-- begin Source excerpt --
The Company also sells GPAA memberships for periods varying from one year to
lifetime memberships. For nonlifetime memberships, revenue is recognized
over the life of the membership. Approximately 10% of GPAA members are
members of LDMA-AU referred to in the paragraph above. Based on
demographics, the GPAA members have a longer term than LDMA-AU members.
Management estimates the expected period of time a lifetime member is active
in the GPAA to be fifteen years. Accordingly, for lifetime memberships,
revenue is recognized on a straight line basis over fifteen years.
Advertising revenue for The Outdoor Channel, Inc. is recognized when the
advertisement takes place. Advertising revenue from advertisers in the
Company's bi-monthly magazine is recognized when the magazine is
distributed.
RECLASSIFICATION:
Certain prior year amounts in the consolidated financial statements have
been reclassified to conform to the current year presentation.
ADVERTISING:
Advertising costs are charged to expense as incurred and production costs of
advertising are expensed the first time the advertising takes place.
IMPACT OF RECENT ACCOUNTING PRONOUNCEMENTS:
Effective in 1997, the Company will be required to adopt Statement of
Financial Accounting Standards No. 128, "Earnings per Share" and No. 129,
"Capital Structure." The impact of the adoptions of these pronouncements is
not expected to be material to the Company's financial position or results
of operations.
-- end Source excerpt --
Your tasks -
1. Please reproduce the accounting excerpt word for word, starting with "Advertising revenue for" and going on through "current year presentation.".
2. Find each line in the listing that contains the string "coating" and copy those lines out in full. Case counts.
-- begin Data for processing --
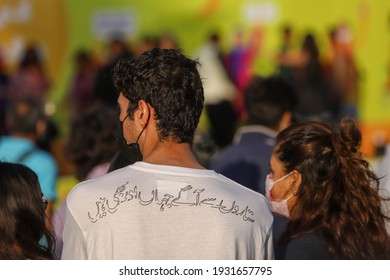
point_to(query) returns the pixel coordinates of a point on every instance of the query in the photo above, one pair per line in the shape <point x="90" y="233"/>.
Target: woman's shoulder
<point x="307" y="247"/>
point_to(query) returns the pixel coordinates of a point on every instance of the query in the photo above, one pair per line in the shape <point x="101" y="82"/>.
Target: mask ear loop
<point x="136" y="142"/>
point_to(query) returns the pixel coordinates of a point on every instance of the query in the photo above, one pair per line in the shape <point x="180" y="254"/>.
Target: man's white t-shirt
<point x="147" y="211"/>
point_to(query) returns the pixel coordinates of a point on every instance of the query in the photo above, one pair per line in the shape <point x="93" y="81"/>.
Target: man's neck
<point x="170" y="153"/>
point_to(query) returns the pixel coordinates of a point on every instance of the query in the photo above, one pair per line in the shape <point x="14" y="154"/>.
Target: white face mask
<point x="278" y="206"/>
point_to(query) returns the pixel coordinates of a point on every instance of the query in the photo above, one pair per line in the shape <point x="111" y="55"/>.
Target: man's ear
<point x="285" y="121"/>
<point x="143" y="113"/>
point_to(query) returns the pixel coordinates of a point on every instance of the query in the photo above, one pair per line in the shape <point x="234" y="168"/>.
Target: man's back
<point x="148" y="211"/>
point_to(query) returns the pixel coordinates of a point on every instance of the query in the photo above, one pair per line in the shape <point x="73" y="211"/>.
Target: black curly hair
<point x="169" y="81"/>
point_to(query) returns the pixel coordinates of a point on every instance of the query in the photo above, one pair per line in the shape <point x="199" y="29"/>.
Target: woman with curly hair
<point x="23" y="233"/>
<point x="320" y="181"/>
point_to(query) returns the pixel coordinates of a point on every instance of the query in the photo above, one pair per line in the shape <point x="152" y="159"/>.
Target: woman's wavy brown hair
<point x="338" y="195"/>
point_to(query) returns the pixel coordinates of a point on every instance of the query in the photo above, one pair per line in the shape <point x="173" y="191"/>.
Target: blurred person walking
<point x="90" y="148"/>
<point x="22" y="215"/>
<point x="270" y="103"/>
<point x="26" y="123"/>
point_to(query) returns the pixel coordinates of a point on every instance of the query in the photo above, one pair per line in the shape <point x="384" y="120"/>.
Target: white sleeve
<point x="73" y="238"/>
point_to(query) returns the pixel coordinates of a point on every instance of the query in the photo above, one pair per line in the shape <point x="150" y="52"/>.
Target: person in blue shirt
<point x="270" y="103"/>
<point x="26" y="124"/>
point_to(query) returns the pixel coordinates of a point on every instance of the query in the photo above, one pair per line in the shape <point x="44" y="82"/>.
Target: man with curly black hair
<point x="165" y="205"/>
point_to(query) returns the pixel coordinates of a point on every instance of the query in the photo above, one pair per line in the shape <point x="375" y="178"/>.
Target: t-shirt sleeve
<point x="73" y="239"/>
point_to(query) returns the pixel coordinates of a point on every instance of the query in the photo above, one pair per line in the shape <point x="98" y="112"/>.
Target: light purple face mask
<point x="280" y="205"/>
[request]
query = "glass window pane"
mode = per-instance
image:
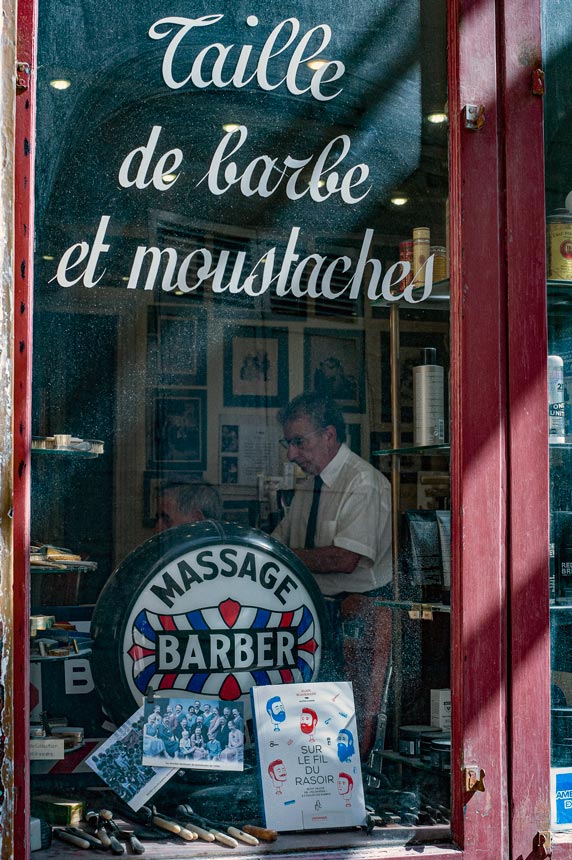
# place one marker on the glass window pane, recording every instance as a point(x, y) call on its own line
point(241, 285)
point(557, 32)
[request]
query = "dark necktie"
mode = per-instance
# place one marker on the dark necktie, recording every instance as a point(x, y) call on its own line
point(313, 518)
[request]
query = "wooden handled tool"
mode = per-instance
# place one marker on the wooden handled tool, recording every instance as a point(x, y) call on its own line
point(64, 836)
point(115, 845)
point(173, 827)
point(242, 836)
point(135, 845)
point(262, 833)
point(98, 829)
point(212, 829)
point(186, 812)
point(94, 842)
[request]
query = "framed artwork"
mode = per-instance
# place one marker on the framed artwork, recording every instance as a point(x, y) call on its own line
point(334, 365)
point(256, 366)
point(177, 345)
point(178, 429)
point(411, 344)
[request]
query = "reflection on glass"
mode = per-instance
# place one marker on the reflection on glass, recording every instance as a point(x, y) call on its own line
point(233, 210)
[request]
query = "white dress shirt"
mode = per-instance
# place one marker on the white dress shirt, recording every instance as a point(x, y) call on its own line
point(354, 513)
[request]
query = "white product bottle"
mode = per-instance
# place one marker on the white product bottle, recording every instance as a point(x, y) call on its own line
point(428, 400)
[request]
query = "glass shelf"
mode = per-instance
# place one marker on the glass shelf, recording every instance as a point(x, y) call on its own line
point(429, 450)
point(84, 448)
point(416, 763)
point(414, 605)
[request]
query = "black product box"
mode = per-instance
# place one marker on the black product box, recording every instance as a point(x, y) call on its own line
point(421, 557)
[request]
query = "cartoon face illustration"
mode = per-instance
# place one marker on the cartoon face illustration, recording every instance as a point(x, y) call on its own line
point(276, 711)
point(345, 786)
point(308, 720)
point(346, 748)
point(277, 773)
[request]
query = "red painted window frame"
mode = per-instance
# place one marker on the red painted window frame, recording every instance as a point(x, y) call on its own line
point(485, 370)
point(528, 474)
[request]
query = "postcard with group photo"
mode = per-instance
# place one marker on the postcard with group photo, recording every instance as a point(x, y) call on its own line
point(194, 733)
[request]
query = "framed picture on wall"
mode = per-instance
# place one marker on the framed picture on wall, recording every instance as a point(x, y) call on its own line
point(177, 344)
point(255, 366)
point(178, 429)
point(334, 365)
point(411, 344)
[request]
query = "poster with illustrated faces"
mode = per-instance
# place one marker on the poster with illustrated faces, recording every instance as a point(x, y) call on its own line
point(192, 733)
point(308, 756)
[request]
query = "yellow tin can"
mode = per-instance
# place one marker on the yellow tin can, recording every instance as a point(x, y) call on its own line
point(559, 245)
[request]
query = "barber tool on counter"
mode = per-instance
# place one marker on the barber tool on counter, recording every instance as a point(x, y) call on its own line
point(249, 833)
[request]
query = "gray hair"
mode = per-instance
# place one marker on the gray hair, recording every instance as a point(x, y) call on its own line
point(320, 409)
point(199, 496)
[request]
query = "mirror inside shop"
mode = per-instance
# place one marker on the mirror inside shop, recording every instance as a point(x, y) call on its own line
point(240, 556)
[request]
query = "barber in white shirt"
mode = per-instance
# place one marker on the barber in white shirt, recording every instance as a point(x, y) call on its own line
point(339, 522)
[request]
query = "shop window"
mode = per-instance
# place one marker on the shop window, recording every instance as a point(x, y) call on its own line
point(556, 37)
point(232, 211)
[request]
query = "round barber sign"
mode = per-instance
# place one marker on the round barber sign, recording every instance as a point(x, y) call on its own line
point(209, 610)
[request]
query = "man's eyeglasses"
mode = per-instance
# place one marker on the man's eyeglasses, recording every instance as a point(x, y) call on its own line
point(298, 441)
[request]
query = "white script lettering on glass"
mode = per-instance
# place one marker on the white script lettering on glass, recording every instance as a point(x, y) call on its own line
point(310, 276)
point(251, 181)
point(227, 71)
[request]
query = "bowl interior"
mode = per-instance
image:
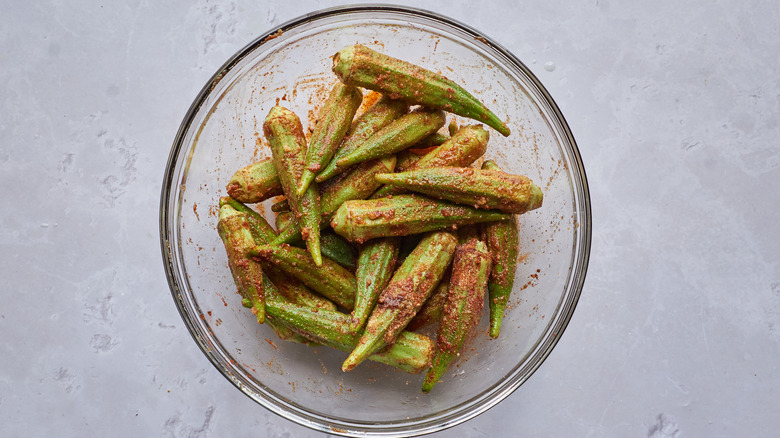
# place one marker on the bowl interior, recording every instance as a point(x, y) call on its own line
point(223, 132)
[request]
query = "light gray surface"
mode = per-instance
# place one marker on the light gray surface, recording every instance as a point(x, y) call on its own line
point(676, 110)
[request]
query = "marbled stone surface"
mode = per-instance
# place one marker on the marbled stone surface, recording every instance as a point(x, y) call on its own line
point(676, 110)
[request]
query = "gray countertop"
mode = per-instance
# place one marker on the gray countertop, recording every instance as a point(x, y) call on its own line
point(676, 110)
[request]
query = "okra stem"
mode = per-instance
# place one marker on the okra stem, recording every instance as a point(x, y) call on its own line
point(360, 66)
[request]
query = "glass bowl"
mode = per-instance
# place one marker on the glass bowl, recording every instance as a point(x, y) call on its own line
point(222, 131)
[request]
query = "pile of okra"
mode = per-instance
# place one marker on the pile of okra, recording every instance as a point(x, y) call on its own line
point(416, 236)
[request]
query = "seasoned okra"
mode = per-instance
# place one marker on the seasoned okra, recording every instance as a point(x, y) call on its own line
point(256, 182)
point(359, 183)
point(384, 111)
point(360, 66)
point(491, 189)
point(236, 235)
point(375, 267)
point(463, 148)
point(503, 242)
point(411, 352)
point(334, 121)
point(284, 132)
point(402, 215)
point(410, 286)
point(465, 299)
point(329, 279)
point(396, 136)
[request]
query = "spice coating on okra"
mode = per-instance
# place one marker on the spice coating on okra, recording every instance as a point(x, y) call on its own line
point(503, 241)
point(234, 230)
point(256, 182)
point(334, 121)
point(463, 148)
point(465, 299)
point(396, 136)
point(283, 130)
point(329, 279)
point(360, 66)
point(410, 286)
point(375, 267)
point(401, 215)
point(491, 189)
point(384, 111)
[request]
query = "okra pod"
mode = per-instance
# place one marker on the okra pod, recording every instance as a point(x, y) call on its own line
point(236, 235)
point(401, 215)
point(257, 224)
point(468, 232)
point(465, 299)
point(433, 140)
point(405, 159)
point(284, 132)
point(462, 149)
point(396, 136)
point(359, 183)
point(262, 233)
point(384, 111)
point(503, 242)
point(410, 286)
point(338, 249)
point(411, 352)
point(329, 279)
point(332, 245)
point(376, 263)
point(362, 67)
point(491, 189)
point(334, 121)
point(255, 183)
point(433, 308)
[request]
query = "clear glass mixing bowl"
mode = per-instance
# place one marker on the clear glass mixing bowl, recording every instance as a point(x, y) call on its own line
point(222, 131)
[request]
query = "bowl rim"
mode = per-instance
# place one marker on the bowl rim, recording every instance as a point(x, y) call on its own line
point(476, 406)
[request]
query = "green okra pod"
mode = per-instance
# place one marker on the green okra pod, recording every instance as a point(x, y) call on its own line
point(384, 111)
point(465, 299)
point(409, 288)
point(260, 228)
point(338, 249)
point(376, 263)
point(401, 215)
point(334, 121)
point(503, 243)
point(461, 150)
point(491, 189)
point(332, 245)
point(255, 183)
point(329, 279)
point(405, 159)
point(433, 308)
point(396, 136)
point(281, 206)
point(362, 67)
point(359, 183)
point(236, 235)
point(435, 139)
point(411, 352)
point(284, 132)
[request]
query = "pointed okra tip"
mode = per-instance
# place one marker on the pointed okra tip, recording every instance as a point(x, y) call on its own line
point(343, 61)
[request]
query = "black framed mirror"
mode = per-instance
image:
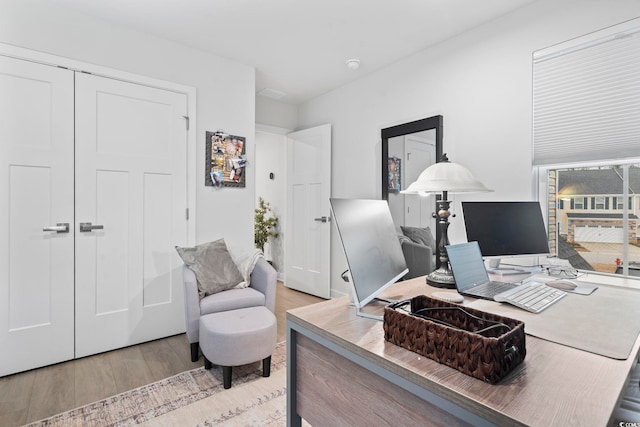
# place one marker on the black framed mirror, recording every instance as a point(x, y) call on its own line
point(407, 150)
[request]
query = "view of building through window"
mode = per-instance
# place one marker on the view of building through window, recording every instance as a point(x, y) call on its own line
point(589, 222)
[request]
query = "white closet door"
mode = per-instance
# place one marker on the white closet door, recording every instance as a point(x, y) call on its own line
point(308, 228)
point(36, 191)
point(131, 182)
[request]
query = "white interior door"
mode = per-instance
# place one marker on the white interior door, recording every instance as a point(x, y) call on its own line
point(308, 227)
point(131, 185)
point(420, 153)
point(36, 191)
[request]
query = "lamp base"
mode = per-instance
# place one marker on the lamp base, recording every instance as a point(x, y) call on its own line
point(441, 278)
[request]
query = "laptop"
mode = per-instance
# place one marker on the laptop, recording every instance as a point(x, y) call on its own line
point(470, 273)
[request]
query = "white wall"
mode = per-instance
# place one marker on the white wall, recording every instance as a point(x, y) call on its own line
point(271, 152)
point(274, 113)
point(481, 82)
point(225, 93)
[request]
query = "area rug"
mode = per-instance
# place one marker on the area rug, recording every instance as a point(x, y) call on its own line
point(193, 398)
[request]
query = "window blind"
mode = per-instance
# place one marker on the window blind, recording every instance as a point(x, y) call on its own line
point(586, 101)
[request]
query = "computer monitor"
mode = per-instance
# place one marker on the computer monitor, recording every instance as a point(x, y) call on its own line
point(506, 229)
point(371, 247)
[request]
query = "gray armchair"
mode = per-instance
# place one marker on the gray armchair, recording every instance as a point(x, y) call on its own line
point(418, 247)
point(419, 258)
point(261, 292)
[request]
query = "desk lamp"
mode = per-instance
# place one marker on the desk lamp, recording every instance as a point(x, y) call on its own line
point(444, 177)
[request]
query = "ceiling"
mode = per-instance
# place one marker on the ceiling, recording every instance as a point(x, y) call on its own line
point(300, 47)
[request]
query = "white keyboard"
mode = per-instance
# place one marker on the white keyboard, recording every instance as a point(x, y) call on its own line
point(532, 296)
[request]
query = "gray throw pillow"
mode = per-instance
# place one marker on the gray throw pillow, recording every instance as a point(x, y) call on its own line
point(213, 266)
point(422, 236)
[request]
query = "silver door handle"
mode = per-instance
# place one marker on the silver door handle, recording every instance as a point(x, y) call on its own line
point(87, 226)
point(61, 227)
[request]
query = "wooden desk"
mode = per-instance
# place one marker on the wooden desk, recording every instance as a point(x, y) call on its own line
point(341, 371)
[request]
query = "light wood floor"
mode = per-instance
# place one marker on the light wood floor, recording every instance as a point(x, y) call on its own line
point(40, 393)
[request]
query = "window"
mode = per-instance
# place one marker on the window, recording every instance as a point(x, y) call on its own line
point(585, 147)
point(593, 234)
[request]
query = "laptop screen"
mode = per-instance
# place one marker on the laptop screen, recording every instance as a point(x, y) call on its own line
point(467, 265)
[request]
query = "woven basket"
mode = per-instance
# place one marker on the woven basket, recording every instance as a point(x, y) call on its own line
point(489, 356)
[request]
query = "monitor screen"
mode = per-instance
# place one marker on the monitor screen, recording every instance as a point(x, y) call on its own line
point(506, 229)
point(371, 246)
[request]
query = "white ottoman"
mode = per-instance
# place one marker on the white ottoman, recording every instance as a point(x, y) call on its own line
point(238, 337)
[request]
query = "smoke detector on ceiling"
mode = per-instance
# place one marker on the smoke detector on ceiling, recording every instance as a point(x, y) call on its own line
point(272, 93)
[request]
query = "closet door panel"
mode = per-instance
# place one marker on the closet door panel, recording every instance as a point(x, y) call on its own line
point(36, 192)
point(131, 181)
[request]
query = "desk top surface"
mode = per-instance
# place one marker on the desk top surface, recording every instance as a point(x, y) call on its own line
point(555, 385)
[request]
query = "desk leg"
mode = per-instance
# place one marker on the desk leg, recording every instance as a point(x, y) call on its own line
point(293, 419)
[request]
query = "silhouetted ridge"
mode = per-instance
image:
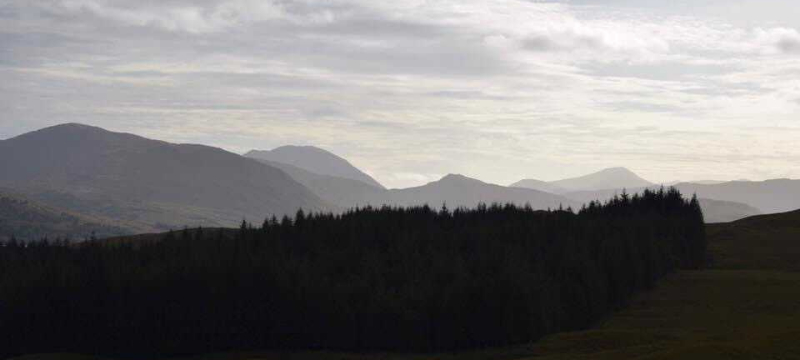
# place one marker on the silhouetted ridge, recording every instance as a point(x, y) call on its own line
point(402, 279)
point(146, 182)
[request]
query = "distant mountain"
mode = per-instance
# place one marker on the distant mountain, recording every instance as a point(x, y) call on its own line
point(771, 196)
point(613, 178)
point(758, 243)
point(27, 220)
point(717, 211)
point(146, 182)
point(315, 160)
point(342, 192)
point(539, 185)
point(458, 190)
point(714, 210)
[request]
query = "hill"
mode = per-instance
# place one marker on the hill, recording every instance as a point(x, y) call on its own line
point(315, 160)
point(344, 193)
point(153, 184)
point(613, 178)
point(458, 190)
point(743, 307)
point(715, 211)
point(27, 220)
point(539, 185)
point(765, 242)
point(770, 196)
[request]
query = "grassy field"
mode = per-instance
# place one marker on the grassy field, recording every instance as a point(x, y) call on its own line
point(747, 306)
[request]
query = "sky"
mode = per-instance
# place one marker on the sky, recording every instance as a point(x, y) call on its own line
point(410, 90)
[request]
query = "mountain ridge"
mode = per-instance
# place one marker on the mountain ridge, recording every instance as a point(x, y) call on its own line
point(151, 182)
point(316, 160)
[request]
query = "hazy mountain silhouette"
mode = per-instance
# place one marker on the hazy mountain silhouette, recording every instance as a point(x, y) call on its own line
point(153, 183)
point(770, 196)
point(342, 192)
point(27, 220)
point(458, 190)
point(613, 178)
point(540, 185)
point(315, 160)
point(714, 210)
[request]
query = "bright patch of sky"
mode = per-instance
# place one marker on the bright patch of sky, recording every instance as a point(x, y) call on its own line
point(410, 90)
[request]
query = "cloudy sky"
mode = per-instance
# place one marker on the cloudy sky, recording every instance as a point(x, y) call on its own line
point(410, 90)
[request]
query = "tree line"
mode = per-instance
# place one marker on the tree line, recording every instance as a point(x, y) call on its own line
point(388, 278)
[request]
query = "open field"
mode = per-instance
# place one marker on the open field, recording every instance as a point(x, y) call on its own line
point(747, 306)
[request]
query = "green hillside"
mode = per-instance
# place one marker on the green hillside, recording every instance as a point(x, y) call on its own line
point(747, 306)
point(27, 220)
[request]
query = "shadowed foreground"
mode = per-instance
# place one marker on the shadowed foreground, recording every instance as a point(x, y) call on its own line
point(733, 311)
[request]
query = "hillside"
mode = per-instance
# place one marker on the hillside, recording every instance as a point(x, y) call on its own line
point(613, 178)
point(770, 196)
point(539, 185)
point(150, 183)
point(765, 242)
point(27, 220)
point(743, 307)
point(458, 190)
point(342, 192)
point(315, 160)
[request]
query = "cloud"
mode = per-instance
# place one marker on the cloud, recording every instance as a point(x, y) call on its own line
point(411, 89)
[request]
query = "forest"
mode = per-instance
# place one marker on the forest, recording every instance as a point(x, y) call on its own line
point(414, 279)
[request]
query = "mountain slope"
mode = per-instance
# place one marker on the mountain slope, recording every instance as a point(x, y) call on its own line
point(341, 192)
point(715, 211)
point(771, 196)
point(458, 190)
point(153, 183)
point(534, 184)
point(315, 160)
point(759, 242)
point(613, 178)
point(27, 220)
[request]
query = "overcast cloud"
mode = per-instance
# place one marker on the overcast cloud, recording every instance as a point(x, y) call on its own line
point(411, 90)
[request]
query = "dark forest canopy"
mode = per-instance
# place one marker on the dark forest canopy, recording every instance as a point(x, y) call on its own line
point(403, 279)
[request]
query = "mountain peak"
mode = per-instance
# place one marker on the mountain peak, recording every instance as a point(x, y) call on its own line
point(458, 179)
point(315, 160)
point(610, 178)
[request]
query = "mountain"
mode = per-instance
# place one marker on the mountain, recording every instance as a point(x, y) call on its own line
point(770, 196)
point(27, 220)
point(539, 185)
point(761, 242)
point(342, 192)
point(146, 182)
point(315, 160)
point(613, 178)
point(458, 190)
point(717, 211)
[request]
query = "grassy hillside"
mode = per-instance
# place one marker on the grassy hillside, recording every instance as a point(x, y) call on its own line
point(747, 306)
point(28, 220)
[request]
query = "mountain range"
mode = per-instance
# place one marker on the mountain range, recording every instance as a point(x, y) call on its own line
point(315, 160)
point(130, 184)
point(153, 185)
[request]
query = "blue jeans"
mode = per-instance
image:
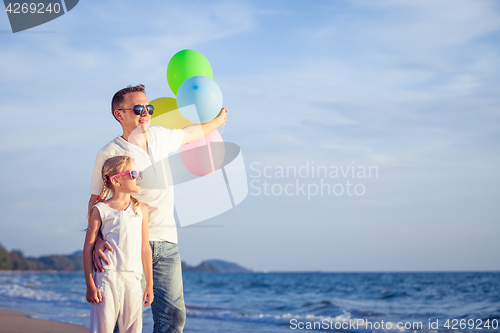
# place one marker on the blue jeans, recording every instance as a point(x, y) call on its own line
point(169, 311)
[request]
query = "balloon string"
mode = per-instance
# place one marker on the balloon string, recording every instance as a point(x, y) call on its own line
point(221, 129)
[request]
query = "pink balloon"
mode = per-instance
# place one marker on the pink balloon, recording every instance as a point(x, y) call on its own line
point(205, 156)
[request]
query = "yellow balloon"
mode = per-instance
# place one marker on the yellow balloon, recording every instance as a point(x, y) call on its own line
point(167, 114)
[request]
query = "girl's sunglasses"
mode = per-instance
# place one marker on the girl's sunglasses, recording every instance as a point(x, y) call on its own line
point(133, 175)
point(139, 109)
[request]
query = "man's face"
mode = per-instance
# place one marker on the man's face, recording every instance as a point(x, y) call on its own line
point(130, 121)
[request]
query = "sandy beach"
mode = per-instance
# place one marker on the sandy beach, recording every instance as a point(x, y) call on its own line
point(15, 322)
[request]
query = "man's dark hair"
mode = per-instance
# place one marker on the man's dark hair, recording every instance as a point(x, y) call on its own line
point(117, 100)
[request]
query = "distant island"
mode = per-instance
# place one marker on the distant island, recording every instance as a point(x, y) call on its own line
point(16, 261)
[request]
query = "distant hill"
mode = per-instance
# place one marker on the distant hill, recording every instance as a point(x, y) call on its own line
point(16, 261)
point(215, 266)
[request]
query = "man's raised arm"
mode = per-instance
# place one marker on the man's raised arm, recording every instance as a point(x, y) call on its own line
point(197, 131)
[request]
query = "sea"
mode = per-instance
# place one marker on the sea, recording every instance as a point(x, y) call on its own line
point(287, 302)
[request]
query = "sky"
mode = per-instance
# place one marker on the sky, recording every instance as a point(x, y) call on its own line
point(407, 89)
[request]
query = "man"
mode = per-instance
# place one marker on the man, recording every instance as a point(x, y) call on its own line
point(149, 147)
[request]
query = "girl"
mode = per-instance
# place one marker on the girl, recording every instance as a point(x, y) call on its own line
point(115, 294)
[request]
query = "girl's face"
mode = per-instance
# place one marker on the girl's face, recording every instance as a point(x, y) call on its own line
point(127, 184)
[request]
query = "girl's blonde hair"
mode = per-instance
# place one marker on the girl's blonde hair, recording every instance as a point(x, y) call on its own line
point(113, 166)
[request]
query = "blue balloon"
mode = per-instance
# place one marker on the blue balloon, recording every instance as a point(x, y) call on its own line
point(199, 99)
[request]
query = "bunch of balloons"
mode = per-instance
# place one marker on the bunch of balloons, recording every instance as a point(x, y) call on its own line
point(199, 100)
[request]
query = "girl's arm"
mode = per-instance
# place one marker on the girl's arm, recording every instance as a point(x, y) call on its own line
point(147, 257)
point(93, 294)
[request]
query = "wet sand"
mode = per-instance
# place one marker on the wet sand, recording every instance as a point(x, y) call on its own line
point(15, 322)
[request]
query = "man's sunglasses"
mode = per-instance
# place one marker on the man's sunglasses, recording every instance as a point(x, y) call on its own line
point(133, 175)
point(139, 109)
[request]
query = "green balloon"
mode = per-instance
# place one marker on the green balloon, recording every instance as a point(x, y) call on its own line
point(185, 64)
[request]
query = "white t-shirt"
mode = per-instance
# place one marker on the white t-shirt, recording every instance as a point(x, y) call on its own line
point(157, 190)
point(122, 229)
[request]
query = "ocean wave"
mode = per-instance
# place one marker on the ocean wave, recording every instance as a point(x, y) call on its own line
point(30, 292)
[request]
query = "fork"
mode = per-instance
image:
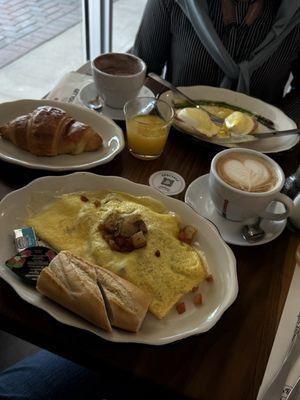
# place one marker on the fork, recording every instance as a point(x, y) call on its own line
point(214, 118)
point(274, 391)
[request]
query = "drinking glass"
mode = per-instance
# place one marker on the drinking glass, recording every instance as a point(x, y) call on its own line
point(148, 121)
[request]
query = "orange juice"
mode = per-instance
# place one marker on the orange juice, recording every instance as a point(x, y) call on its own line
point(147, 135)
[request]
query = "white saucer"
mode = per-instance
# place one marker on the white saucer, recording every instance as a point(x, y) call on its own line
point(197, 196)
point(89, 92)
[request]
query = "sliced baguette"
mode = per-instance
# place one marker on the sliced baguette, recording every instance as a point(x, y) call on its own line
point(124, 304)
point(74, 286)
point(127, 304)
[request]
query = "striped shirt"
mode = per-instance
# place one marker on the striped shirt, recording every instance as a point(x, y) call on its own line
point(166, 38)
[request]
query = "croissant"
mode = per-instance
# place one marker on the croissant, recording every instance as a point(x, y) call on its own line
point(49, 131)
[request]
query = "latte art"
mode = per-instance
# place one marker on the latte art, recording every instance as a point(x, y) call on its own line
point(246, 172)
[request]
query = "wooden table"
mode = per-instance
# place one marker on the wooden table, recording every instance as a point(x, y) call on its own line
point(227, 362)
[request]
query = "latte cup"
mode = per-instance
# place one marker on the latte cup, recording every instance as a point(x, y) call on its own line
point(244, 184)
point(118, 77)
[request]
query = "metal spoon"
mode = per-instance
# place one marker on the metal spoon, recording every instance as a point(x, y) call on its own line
-- end Data for processing --
Task answers -
1.
Advertising revenue for The Outdoor Channel, Inc. is recognized when the
advertisement takes place. Advertising revenue from advertisers in the
Company's bi-monthly magazine is recognized when the magazine is
distributed.
RECLASSIFICATION:
Certain prior year amounts in the consolidated financial statements have
been reclassified to conform to the current year presentation.

2.
query = "spice coating on okra"
# place one marker on the spice coating on okra, recording every instance as a point(x, y) call on its own line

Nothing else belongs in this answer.